— Task instructions —
Recast the rows below as a numbered list, one row per number, and omit any blank lines.

====== Records for the task

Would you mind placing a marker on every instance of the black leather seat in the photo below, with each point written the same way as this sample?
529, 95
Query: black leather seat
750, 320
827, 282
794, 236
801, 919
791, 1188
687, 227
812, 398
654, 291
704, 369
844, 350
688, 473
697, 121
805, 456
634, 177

============

— Result —
1. Would you mind placing a marker on every instance of the black leather seat in the photo below, with each point written the same way as this sample?
2. 529, 95
3. Query: black leather seat
4. 750, 320
5. 827, 282
6. 794, 236
7. 801, 919
8. 791, 1188
9. 687, 227
10. 812, 398
11. 654, 291
12. 704, 369
13. 844, 350
14. 688, 473
15. 697, 121
16. 805, 456
17. 634, 177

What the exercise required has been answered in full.